Given text:
Science quotation , Famous Science Quotes

Science Quotes and Quotation


Table of contents
1 What Is Science?
2 Science And Religion
3 Scientists
4 Science and Culture
5 Mistakes In Science

What Is Science?

  • "Order is to chaos, as mathematics is to science." - Benzi K. Ahamed

  • "All science is either physics or stamp collecting." - Ernest Rutherford

  • "Computer Science is no more about computers than astronomy is about telescopes." - Edsger Dijkstra

  • "Ethical axioms are found and tested not very differently from the axioms of science. Truth is what stands the test of experience." - Albert Einstein

  • "In the space of one hundred and seventy-six years the Mississippi has shortened itself two hundred and forty-two miles. Therefore ... in the Old Silurian Period the Mississippi River was upward of one million three hundred thousand miles long ... seven hundred and forty-two years from now the Mississippi will be only a mile and three-quarters long. ... There is something fascinating about science. One gets such wholesome returns of conjecture out of such a trifling investment of fact." - Mark Twain

  • "There must be no barriers for freedom of inquiry. There is no place for dogma in science. The scientist is free, and must be free to ask any question, to doubt any assertion, to seek for any evidence, to correct any errors." - Robert Oppenheimer

  • "The whole of science is nothing more than a refinement of everyday thinking." - Albert Einstein

  • "The most beautiful thing we can experience is the mysterious. It is the source of all true art and all science. He to whom this emotion is a stranger, who can no longer pause to wonder and stand rapt in awe, is as good as dead: his eyes are closed." - Albert Einstein

  • "To know that we know what we know, and to know that we do not know what we do not know, that is true knowledge." - Copernicus

  • "...one of the strongest motives that lead men to art and science is escape from everyday life with its painful crudity and hopeless dreariness, from the fetters of one's own ever-shifting desires. A finely tempered nature longs to escape from the personal life into the world of objective perception and thought." - Albert Einstein

  • "Science is a wonderful thing if one does not have to earn one's living at it." - Albert Einstein

  • "Science is all a metaphor." - Timothy Leary

  • "Science is what we understand well enough to explain to a computer. Art is everything else we do." - Donald Knuth

  • "Science may be described as the art of systematic oversimplification." - Karl Popper

  • "The great tragedy of Science -- the slaying of a beautiful hypothesis by an ugly fact." - Thomas Henry Huxley (1825–1895), Presidential Address at the British Association for 1870, "Biogenesis and Abiogenesis" (Collected Essays, vol. 8, p. 229)

How to complete this task: Continue the page of science quotations from the point where it ends.

[Stored data]
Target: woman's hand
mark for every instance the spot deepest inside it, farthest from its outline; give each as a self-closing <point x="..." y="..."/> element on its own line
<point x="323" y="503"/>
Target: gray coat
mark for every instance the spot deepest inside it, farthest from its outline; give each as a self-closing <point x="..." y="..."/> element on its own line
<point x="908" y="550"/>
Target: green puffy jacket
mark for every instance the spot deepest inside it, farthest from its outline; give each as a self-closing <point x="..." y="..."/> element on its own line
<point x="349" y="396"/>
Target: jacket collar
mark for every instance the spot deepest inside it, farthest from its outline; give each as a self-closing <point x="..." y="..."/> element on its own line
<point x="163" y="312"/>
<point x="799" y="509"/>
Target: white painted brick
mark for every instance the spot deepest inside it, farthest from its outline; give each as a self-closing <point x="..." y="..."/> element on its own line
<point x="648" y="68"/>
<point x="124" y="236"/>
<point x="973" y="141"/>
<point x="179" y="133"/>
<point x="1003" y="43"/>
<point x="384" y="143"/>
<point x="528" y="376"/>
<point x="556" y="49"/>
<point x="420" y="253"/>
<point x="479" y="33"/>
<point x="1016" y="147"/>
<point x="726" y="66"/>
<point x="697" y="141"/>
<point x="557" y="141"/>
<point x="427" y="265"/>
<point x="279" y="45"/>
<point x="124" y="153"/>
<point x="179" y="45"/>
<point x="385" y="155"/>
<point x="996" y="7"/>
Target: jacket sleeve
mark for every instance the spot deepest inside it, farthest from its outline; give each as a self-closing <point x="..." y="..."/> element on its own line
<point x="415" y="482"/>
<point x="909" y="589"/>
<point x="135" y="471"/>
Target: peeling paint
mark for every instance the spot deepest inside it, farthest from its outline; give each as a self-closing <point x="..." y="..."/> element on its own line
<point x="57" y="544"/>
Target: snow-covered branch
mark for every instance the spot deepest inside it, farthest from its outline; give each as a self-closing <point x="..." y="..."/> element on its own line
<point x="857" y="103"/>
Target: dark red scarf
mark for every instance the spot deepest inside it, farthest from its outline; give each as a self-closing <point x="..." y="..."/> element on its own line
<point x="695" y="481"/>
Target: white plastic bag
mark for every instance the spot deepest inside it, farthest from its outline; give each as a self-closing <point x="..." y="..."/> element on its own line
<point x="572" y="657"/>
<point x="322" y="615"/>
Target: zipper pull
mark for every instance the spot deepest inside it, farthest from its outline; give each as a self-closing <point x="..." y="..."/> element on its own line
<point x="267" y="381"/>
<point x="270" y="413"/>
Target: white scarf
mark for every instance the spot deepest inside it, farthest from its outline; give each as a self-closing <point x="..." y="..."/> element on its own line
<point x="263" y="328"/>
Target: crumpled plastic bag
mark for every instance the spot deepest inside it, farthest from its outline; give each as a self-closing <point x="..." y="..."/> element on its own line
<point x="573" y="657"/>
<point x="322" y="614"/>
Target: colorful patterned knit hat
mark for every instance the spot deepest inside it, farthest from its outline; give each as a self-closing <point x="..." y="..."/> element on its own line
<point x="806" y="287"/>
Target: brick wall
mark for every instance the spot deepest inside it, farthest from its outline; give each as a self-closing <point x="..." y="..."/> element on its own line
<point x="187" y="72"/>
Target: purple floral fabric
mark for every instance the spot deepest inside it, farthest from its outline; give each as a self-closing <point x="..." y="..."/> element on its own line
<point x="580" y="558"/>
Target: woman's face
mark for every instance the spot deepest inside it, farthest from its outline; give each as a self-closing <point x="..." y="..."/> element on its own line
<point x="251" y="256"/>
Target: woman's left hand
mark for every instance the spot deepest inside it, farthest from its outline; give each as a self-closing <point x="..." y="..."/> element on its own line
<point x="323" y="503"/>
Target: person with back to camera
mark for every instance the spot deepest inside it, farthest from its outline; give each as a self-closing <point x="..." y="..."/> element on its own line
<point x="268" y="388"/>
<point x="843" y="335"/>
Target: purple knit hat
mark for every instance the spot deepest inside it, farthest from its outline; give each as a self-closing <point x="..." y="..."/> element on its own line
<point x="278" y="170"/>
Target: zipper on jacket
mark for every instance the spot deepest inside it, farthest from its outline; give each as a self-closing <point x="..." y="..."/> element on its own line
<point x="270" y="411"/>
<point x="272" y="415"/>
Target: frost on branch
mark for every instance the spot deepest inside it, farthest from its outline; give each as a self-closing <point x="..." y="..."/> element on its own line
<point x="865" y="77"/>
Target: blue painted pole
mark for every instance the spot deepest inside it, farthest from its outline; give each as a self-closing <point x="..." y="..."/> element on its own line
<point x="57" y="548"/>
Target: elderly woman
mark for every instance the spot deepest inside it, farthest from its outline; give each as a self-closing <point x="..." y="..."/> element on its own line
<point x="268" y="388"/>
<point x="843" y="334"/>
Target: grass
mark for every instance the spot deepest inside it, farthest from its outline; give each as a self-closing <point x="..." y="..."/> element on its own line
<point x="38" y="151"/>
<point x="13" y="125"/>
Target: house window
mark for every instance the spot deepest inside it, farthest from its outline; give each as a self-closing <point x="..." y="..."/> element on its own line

Task response:
    • Common variant: "... by an ugly little fact."

  • "Irrationally held truths may be more harmful than reasoned errors." - Thomas Henry Huxley (1825–1895), Friday evening discourse at the Royal Institution 1880, "On the Coming of Age of the Origin of Species" (Collected Essays, vol. 2, p. 227)

  • "Results rarely specify their causes unambiguously. If we have no direct evidence of fossils or human chronicles, if we are forced to infer a process only from its modern results, then we are usually stymied or reduced to speculation about probabilities. For many roads lead to almost any Rome." – Stephen Jay Gould (1941-2002), "The Panda's Thumb", Senseless Signs of History (1980)

  • "The story of a theory's failure often strikes readers as sad and unsatisfying. Since science thrives on self-correction, we who practice this most challenging of human arts do not share such a feeling. We may be unhappy if a favored hypothesis loses or chagrined if theories that we proposed prove inadequate. But refutation almost always contains positive lessons that overwhelm disappointment, even when [...] no new and comprehensive theory has yet filled the void." - Stephen Jay Gould (1941-2002), "Bully for Brontosaurus", The Face of Miranda (1991)

  • "Great theories are expansive; failures mire us in dogmatism and tunnel vision." - Stephen Jay Gould (1941-2002), "Eight Little Piggies", More Light on Leaves (1993)

Science And Religion

  • "The antagonism between science and religion, about which we hear so much, appears to me purely factitious, fabricated on the one hand by short-sighted religious people, who confound [...] theology with religion; and on the other by equally short-sighted scientific people who forget that science takes for its province only that which is susceptible of clear intellectual comprehension." - Thomas Henry Huxley (1825–1895), "The Interpreters of Genesis and the Interpreters of Nature" (1885)

  • "Science seems to me to teach in the highest and strongest manner the great truth which is embodied in the Christian conception of entire surrender to the will of God. Sit down before fact as a little child, be prepared to give up every preconceived notion, follow humbly wherever and to whatever abysses nature leads, or you shall learn nothing. I have only begun to learn content and peace of mind since I have resolved at all risks to do this." - Thomas Henry Huxley (1825–1895), letter to Charles Kingsley (23 September 1860)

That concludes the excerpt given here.